— WORK INSTRUCTIONS —
Find the line containing "364, row 1." in the records below. Copy exactly that line and each one after it, ending at the line containing "871, row 234.", and nothing more.

[Dataset items]
------

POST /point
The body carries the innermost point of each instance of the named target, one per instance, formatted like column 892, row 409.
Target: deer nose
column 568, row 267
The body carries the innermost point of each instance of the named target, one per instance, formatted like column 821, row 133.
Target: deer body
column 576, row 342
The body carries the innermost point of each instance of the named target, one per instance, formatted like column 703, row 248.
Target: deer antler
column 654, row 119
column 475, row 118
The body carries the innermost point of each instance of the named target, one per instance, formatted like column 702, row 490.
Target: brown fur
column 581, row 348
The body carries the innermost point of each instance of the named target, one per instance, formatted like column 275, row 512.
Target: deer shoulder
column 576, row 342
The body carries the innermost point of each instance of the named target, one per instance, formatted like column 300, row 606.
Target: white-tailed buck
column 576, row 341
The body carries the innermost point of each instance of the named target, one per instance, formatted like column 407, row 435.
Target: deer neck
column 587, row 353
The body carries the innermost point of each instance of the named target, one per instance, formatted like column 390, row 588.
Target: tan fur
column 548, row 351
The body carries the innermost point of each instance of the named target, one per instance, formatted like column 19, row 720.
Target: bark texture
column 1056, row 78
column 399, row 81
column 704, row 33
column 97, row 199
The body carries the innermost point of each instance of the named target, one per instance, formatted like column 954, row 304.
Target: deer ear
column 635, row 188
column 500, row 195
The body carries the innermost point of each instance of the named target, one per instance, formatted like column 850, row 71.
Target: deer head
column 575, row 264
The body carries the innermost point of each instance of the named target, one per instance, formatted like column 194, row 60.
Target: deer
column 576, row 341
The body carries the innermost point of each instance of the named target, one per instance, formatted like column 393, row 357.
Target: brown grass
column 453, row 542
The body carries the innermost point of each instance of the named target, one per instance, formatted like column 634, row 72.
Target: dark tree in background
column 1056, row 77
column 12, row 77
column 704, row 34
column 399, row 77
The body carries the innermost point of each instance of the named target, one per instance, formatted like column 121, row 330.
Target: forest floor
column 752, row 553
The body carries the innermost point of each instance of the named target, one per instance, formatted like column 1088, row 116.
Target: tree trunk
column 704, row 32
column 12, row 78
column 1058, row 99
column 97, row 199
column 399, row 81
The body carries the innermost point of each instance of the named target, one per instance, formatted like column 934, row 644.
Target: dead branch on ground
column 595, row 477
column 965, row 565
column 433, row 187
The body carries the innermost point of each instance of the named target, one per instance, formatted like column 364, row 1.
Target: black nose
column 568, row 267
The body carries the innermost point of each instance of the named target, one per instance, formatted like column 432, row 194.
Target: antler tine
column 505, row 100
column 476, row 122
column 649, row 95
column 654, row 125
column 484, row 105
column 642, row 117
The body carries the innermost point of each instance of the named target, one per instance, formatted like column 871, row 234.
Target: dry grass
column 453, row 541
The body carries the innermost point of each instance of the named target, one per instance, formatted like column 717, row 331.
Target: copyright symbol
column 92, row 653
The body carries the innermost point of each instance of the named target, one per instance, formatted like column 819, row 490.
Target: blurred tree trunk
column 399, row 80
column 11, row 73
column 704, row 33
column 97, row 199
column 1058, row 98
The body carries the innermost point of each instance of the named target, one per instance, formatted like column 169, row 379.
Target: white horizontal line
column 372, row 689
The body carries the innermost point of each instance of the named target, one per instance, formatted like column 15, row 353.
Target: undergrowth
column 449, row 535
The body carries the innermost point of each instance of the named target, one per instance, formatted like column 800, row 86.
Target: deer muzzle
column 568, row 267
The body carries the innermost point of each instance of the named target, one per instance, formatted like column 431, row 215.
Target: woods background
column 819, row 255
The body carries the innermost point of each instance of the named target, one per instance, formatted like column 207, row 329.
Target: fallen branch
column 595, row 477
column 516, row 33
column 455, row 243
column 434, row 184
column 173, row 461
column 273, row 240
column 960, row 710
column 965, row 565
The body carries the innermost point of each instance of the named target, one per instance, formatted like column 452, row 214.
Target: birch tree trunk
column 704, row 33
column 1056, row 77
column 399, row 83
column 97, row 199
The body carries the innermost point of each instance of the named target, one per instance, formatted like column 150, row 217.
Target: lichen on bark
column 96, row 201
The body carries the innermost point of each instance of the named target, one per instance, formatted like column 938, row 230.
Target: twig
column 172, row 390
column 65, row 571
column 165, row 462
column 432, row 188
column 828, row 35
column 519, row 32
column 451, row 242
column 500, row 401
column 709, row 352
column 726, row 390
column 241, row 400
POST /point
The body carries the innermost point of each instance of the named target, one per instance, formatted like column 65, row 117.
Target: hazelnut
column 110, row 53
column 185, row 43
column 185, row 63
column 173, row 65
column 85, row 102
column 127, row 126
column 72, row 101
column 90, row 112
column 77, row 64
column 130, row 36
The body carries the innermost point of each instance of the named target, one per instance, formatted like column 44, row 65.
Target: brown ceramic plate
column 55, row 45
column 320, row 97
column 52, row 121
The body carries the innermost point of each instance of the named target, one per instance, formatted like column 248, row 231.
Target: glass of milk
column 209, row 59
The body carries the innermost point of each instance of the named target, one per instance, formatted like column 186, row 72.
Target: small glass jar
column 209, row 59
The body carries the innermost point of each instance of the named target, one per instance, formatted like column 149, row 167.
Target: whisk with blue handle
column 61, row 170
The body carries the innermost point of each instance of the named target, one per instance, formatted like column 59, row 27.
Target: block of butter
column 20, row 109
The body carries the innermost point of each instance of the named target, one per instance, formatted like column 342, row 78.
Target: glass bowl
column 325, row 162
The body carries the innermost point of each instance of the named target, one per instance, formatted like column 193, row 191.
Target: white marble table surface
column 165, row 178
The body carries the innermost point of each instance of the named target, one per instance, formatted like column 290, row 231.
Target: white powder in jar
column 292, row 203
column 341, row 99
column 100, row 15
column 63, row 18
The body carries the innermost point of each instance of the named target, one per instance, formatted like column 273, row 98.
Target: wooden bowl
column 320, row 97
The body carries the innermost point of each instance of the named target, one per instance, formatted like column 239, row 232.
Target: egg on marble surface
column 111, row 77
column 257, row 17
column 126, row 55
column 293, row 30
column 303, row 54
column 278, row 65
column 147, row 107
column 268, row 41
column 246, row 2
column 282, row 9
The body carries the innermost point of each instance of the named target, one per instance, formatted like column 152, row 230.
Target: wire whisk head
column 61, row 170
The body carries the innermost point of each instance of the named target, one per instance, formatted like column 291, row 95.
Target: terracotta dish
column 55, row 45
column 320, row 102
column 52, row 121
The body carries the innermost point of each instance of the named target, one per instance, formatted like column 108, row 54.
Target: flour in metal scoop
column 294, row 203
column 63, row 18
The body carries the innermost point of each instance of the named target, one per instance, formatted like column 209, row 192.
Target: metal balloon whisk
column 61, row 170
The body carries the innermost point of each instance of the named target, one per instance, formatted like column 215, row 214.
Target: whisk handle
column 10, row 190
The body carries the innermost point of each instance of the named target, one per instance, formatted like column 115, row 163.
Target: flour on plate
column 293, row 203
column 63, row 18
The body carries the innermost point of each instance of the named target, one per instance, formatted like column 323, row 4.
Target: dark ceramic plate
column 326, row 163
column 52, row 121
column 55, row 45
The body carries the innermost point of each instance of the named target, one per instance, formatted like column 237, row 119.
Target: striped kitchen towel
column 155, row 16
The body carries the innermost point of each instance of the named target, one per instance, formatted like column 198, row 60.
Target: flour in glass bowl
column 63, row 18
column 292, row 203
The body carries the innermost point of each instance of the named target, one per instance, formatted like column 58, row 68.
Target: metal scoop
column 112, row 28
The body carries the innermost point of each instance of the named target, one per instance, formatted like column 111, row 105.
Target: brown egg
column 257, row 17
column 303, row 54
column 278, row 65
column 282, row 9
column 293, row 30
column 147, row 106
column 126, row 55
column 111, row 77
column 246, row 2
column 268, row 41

------

— RESPONSE BELOW —
The body carries the innermost point of each instance of the named target, one per instance, formatted like column 364, row 1.
Target: black nose
column 568, row 267
The body carries the innermost point of each instance of the named target, one per instance, formatted like column 432, row 194.
Target: antler tine
column 505, row 100
column 476, row 122
column 649, row 95
column 654, row 125
column 484, row 105
column 642, row 117
The body carries the innermost point of each instance of the named target, one per instance, formatted like column 871, row 234.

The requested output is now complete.